It’s also the remembrance of my granddad Alf.  The blond curtain haired cheeky chappy that I was so close to through all my years.   He is the one who used to sit with me as a child playing a word game.  He would say to me ‘Think of as many words as you can beginning with the letter G’ and being about seven or eight years old I would sit and concentrate for what felt like an hour.  I’d have a list of about ten words.  If we had the same word we’d cross them off and the winner would be whom had the most left.  It took me years to work out that he had always been reading my words and putting less than me so that I would win but learn also.

Grandad was a religious man who never went to church.  A solitary man who married once and then was never connected to anyone else although we were always suspicious that he liked the lady in the local launderette.  He had watched every nature programme on television.  He saturated the meat in too much fat.  When he cooked for my friend and I and I told him my friend was vegetarian, grandad panicked and said ‘but kid what does he eat?’  My friend ended up with a big plate of cabbage.

- _WHAT YOU WILL DO_
• A. Return each line of the records that contains the string "camera". Case matters.
• B. Write the next part of the passage about the grandfather, picking up after its last sentence.
The passage about the grandfather and the records come from separate sources.

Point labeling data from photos

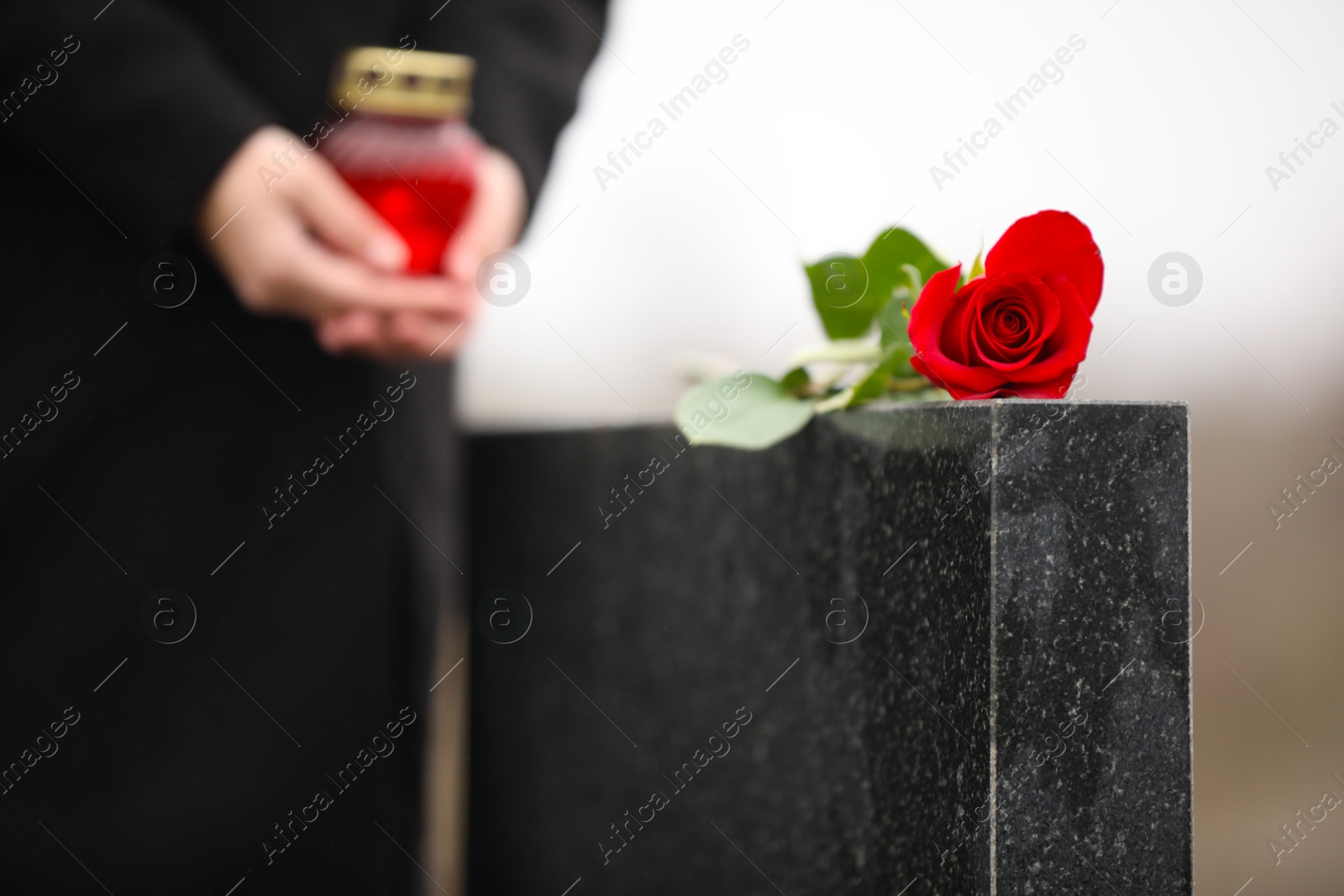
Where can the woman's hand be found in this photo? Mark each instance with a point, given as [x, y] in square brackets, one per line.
[492, 223]
[308, 246]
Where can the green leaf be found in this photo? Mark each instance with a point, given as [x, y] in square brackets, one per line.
[848, 291]
[978, 268]
[796, 379]
[895, 364]
[757, 416]
[887, 258]
[842, 351]
[894, 318]
[842, 296]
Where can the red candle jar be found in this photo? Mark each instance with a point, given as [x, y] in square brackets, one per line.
[403, 143]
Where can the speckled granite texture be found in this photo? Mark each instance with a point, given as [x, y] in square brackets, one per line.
[949, 642]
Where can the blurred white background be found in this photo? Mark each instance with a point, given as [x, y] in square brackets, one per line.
[1158, 137]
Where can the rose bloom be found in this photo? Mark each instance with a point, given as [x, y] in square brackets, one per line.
[1021, 329]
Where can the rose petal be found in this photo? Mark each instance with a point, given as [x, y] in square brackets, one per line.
[1028, 291]
[929, 320]
[1066, 347]
[1052, 246]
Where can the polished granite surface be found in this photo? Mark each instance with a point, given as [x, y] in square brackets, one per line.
[941, 647]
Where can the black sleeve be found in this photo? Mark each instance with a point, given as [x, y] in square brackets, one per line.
[139, 113]
[531, 56]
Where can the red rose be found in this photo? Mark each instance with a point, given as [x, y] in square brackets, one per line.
[1021, 329]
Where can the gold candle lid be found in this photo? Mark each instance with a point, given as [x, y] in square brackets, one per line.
[405, 82]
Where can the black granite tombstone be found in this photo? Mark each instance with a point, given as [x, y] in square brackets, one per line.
[918, 649]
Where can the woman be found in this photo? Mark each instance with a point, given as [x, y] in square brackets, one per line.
[217, 649]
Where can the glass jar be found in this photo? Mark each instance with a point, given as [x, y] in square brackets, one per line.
[403, 143]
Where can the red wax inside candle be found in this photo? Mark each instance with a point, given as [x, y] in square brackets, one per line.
[423, 211]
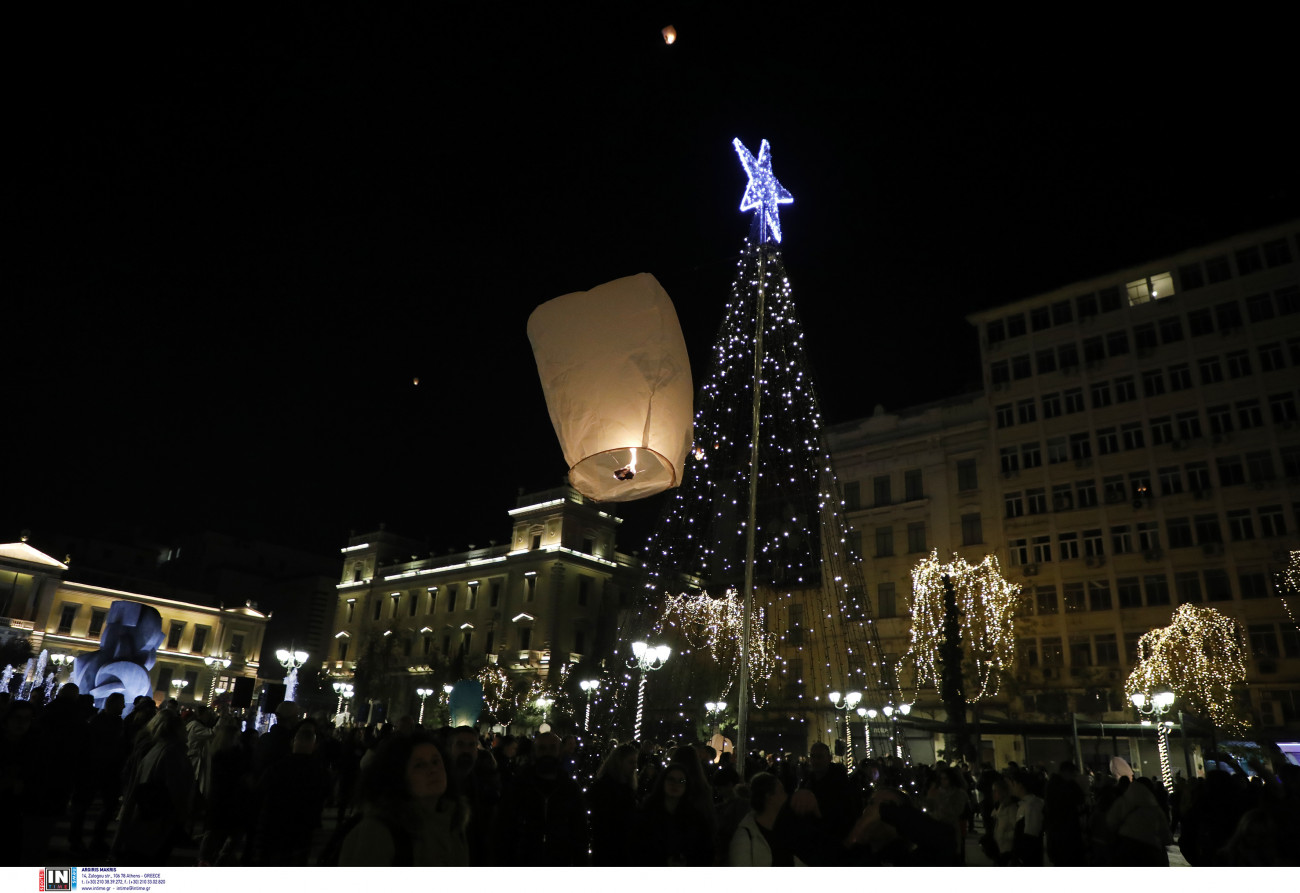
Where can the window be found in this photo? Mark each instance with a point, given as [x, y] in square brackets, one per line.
[1188, 425]
[1170, 480]
[1129, 593]
[1272, 521]
[1212, 372]
[1062, 498]
[884, 542]
[1275, 254]
[887, 599]
[1248, 415]
[1207, 529]
[913, 486]
[880, 490]
[1100, 394]
[1086, 493]
[1272, 358]
[1093, 543]
[1217, 585]
[1069, 545]
[1010, 460]
[1126, 389]
[1045, 360]
[1240, 527]
[1248, 261]
[917, 537]
[1282, 407]
[1014, 504]
[1057, 450]
[967, 475]
[1051, 406]
[1179, 533]
[1190, 277]
[1170, 330]
[1099, 594]
[1080, 446]
[1161, 430]
[1031, 456]
[1217, 269]
[1227, 316]
[1152, 382]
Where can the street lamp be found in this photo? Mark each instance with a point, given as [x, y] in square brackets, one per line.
[846, 703]
[291, 660]
[215, 666]
[648, 658]
[589, 685]
[342, 690]
[423, 693]
[1156, 705]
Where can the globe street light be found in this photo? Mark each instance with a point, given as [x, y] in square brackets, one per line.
[215, 666]
[589, 685]
[1155, 705]
[648, 658]
[423, 693]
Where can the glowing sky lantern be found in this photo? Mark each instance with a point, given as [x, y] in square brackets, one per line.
[616, 380]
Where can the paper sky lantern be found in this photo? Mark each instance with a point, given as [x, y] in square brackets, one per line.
[618, 386]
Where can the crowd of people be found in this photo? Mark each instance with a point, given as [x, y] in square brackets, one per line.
[402, 794]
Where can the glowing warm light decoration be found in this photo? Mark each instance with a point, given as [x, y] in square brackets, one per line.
[986, 603]
[715, 624]
[1200, 655]
[763, 194]
[616, 378]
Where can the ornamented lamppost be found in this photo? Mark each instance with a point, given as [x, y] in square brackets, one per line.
[845, 705]
[589, 685]
[648, 658]
[1155, 705]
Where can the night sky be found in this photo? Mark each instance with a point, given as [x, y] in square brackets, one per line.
[237, 239]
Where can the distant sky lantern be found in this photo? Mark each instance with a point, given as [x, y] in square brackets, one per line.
[616, 380]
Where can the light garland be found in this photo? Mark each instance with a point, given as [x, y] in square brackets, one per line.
[986, 603]
[1199, 655]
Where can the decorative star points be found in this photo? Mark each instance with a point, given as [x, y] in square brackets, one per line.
[763, 193]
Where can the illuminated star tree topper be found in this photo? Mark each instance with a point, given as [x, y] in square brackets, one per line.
[763, 193]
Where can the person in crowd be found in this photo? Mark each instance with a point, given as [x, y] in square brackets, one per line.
[542, 815]
[612, 798]
[410, 813]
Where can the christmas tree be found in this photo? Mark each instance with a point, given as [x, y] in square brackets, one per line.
[807, 589]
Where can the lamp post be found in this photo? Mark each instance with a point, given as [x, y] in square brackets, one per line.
[589, 685]
[215, 666]
[423, 693]
[1155, 705]
[291, 660]
[648, 658]
[342, 690]
[845, 705]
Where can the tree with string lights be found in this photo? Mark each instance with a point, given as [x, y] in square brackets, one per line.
[1200, 655]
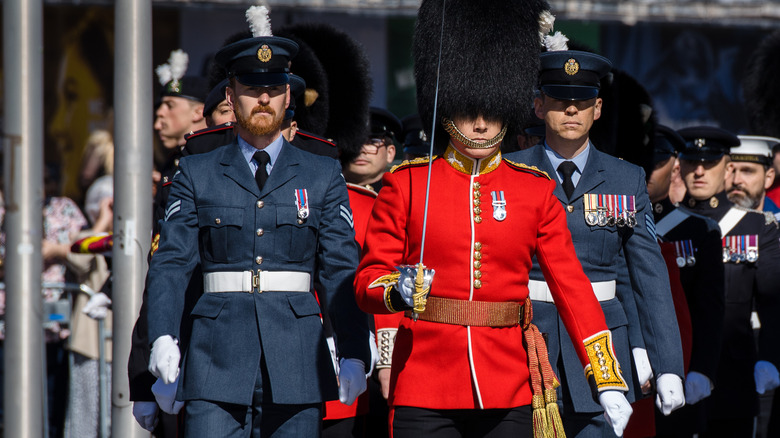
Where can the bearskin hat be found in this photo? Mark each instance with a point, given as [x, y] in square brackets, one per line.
[484, 57]
[349, 83]
[761, 89]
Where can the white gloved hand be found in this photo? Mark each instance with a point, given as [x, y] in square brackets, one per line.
[670, 393]
[165, 394]
[697, 387]
[406, 282]
[644, 371]
[617, 410]
[145, 414]
[766, 376]
[97, 306]
[352, 380]
[164, 360]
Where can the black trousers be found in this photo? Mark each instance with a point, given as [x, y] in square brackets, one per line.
[461, 423]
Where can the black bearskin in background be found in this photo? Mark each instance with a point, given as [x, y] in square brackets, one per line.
[314, 116]
[489, 60]
[761, 89]
[626, 128]
[348, 78]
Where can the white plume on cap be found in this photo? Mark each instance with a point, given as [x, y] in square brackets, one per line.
[174, 69]
[556, 42]
[259, 21]
[546, 21]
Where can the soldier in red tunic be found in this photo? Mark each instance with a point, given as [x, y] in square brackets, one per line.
[467, 361]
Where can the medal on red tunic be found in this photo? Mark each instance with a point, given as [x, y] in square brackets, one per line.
[499, 205]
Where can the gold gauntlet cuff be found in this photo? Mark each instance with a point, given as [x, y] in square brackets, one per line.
[385, 339]
[603, 369]
[387, 282]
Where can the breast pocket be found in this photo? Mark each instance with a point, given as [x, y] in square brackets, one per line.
[221, 233]
[297, 238]
[603, 245]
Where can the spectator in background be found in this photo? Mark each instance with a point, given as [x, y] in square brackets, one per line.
[82, 419]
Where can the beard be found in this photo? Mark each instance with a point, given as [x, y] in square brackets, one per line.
[259, 126]
[743, 198]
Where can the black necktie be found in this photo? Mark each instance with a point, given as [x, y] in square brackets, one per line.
[261, 175]
[567, 169]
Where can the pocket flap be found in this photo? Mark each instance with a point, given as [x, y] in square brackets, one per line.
[208, 306]
[303, 304]
[218, 217]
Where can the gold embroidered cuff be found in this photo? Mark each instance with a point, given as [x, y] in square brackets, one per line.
[387, 282]
[603, 371]
[385, 339]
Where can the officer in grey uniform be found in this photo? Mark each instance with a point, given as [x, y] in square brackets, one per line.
[608, 210]
[751, 255]
[257, 360]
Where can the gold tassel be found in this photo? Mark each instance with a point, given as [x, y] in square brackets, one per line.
[539, 416]
[554, 415]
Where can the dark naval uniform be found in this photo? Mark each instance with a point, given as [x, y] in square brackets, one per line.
[697, 249]
[751, 254]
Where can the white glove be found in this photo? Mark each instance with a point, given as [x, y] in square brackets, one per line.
[766, 376]
[617, 410]
[164, 360]
[97, 306]
[644, 371]
[145, 414]
[406, 282]
[165, 394]
[670, 393]
[352, 380]
[697, 387]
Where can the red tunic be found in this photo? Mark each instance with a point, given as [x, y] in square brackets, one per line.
[476, 257]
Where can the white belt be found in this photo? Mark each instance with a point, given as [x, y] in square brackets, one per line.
[539, 291]
[262, 281]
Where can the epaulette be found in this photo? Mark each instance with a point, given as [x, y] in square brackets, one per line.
[419, 161]
[526, 168]
[222, 127]
[362, 189]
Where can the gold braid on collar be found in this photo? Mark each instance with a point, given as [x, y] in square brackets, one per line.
[455, 133]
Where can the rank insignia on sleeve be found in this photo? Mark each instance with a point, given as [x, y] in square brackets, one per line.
[172, 209]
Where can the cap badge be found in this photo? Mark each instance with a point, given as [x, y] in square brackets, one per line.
[264, 53]
[571, 67]
[174, 86]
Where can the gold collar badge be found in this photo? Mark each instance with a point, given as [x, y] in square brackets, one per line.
[264, 53]
[571, 67]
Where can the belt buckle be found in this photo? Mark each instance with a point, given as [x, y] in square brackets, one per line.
[256, 281]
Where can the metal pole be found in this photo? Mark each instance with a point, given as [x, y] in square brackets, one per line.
[23, 193]
[132, 191]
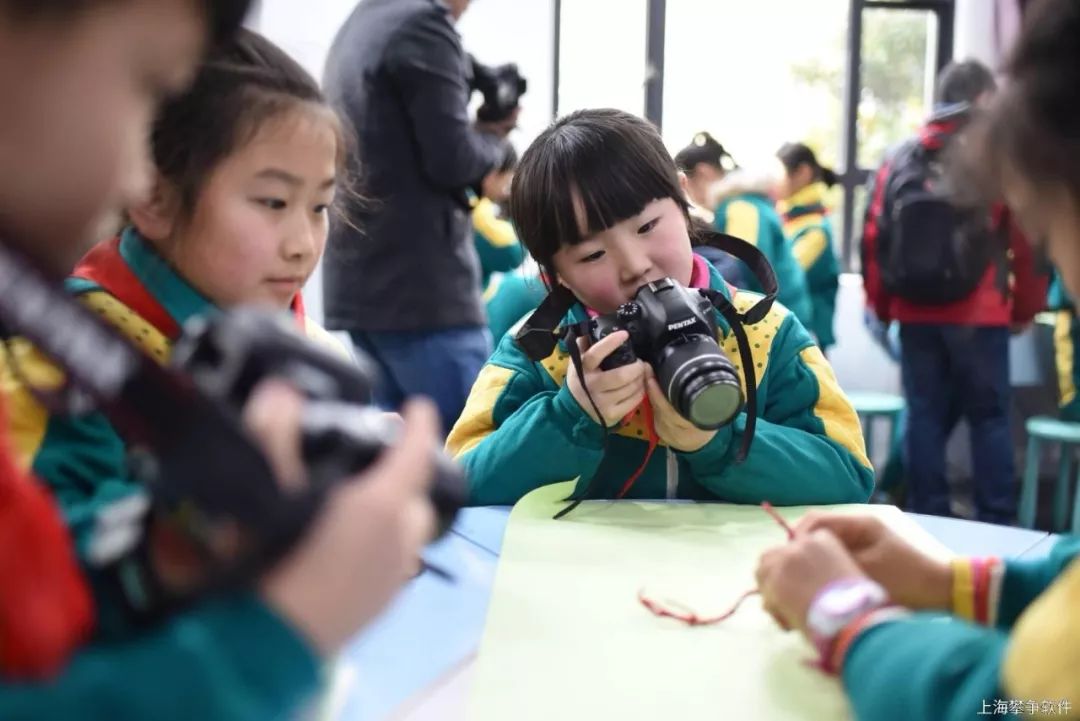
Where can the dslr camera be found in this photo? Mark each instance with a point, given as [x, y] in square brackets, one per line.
[674, 329]
[502, 87]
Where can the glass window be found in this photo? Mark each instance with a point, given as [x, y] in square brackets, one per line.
[898, 76]
[602, 55]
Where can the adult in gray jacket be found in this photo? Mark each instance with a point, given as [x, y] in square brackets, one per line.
[404, 282]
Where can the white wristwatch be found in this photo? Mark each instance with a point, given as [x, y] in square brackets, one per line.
[837, 604]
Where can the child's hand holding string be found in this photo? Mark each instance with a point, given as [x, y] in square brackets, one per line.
[616, 392]
[912, 577]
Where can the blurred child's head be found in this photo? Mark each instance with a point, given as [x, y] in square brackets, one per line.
[966, 81]
[1027, 145]
[800, 168]
[596, 201]
[80, 81]
[247, 162]
[704, 162]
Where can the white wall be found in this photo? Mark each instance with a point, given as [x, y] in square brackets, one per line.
[496, 31]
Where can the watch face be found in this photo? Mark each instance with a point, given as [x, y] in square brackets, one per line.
[844, 600]
[838, 606]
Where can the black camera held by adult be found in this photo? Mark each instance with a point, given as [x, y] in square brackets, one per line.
[674, 329]
[502, 87]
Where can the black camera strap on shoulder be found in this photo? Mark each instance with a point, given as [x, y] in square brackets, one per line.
[539, 335]
[191, 446]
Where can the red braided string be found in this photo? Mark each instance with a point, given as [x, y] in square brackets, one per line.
[670, 609]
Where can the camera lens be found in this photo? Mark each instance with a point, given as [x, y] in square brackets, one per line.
[700, 381]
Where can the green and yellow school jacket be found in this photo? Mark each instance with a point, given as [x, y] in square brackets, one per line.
[82, 459]
[497, 244]
[1017, 643]
[227, 658]
[810, 232]
[1066, 340]
[522, 429]
[746, 212]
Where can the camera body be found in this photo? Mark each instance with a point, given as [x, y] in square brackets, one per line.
[229, 354]
[674, 329]
[502, 87]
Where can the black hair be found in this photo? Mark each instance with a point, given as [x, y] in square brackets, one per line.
[794, 154]
[1034, 124]
[963, 82]
[224, 16]
[241, 85]
[703, 149]
[609, 161]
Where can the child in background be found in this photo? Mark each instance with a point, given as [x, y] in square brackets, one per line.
[801, 193]
[509, 294]
[739, 204]
[1066, 338]
[973, 635]
[598, 204]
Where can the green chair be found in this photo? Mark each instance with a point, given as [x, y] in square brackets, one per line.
[1065, 434]
[871, 406]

- _TASK-BY-TASK RESULTS_
• A.
Where can the dslr camera be found in this photo? Mark each instance with a point, given as [x, y] in square brackets, one per line.
Where can the black camera held by adult be found in this photo? Mark each instance with a point, given as [x, y] in square brackets, one per line.
Where can the black camera strap on shoulder be found in this photo? Mark each instance with a point, given as [x, y] in square brackets, one per line.
Where can the camera lens be found in this photo? Mark each instance with a point, given as [x, y] in square brackets, one per line.
Where can the camera body be found in this photo? Mark each instance with a point, given as [x, y] in square brackets, one per line.

• B.
He snored like no other and when I was age seven I used to have the top bunk of bunk beds and him the bottom and I’d fallen asleep on an old style cassette recorder where I had tried to tape the evidence of the snoring.  Everyone knew though.  You could hear him from down the street.  Grandad who started crying when I cried at the monkey’s dying in the film Project X, because he didn’t want me to be upset.  Grandad who laughed the loudest when we did impressions of him.  Grandad who listened to every thought I had like it was the most important thing he could have ever heard. He loved us all so much and we loved him.  He really was the best Grandad a girl could have wanted.

So in remembrance my little blog a reminder that all we have is the here and now and it is a waste to not live life for the moment. And a glass raised to Bob, John and Grandad Alf.  Rest in Peace.